● REQUIRED ACTIONS:
**a.** Return the stretch of the devotional excerpt from "His first coming" through "on the way!", copied word for word.
**b.** Carry the devotional excerpt forward, starting after its last sentence.

-------- SELECTED EXCERPT --------

His first coming was humble and quiet. The only excitement was the angels’ announcement of his birth to some shepherds. But his second coming will be with a trumpet blast that all on earth will hear. Then things will get last-minute-Christmas-shopping crazy! Those who have looked forward to his coming will rejoice. Those who tucked him away with the tinsel will have regrets. But all will bow. What will you do with Jesus after Christmas?

“Therefore God has highly exalted him and bestowed on him the name that is above every name, so that at the name of Jesus every knee should bow, in heaven and on earth and under the earth, and every tongue confess that Jesus Christ is Lord, to the glory of God the Father.” Philippians 2:9-11

My Cup Overflows

Ice avalanche on the way!

It seemed so simple. Put the water bottle under the ice dispenser, push the button, and ice would fill the bottle. But nothing in my world is that simple. I pushed the button, but nothing happened. I pushed it again, still nothing. Maybe it wasn’t working. Time to get help. You may have guessed I wasn’t staying at the type of hotel that had a concierge. I asked the young man at the front desk, “Does the ice machine work?” He said it did. We stared at each other for a long moment before he said, “Let me try it.”

-------- PROVIDED INFORMATION --------

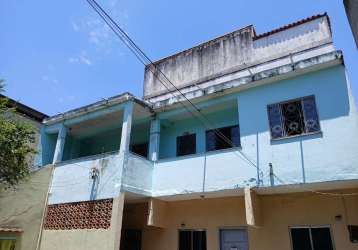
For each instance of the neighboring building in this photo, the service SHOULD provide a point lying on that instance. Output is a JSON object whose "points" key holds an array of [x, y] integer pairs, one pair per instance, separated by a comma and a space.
{"points": [[22, 208], [270, 162], [351, 7]]}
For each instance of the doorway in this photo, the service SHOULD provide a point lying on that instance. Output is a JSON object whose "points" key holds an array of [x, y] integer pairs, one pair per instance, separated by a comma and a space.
{"points": [[131, 239], [233, 239]]}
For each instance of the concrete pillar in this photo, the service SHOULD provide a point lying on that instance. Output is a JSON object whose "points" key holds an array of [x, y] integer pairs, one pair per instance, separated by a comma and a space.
{"points": [[157, 213], [60, 144], [126, 128], [154, 140], [252, 208]]}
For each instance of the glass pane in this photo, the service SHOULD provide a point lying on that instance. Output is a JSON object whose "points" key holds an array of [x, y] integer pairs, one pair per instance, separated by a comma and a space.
{"points": [[224, 139], [353, 233], [301, 239], [310, 114], [185, 240], [186, 145], [321, 238], [276, 127], [199, 240], [210, 140]]}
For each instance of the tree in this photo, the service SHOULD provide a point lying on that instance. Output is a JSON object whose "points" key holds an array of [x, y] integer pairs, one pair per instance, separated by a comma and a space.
{"points": [[16, 137]]}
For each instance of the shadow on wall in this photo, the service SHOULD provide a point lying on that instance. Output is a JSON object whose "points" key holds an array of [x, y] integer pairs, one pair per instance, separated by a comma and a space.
{"points": [[329, 87]]}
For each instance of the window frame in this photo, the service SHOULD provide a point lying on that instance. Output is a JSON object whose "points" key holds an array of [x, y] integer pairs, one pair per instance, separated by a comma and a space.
{"points": [[303, 114], [230, 127], [177, 148], [192, 230], [310, 233]]}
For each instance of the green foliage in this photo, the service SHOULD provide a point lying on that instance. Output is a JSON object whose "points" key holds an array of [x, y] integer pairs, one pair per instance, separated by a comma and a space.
{"points": [[16, 138]]}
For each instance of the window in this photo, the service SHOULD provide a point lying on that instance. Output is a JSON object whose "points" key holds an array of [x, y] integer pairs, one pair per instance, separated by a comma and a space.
{"points": [[186, 144], [353, 233], [7, 243], [192, 240], [215, 140], [292, 118], [140, 149], [311, 238]]}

--------

● SOLVED TASKS:
**a.**
His first coming was humble and quiet. The only excitement was the angels’ announcement of his birth to some shepherds. But his second coming will be with a trumpet blast that all on earth will hear. Then things will get last-minute-Christmas-shopping crazy! Those who have looked forward to his coming will rejoice. Those who tucked him away with the tinsel will have regrets. But all will bow. What will you do with Jesus after Christmas?

“Therefore God has highly exalted him and bestowed on him the name that is above every name, so that at the name of Jesus every knee should bow, in heaven and on earth and under the earth, and every tongue confess that Jesus Christ is Lord, to the glory of God the Father.” Philippians 2:9-11

My Cup Overflows

Ice avalanche on the way!

**b.**
As I followed him, I noticed his left arm was withered. And his left hand was missing fingers, leaving his one finger and thumb in an odd position. As he coaxed the machine to spit out ice, he used the withered arm and hand. Odd, I thought. You’d think he would use his “good” arm, but maybe he is left-handed. He tried a few times using my method (as per the instructions) with no luck. Then he pushed the button and held it in until the ice chamber filled with ice. Oh, I get it.

The only problem was the ice chamber was about 8” wide by 6” high. There was no way all that ice was going to fall nicely into my water bottle, which had about a 3” opening. He shoved the handle of the ice chamber, and CRASH! Ice avalanche. My cup was not just filled but overflowed onto the shelf and continued onto the floor. Now I knew why there was a large towel on the floor in front of the machine. Even the guest room’s ice buckets wouldn’t be able to catch all that ice.

Initially, as this unfolded, I thought I would have a cool story about a man with a withered hand. But once the ice filled and overflowed my water bottle, my thoughts switched to another verse in Luke (ironically just a few verses past the story of the man with the withered hand). As I picked up the ice from the floor and emptied enough from my bottle to make room for water, my mind went to Luke 6:38 (NIV) “Give, and it will be given to you. A good measure, pressed down, shaken together, and running over, will be poured into your lap. For with the measure you use, it will be measured to you.”  

This verse is talking about being generous with our money. When it comes to giving back to God through the local church, missionaries, and other ministries, God promises He will bless us. It’s one of the few areas that He tell us to test Him. “Bring the full tithe into the storehouse, that there may be food in my house. And thereby put me to the test, says the Lord of hosts, if I will not open the windows of heaven for you and pour down for you a blessing until there is no more need.” (Malachi 3:10 ESV)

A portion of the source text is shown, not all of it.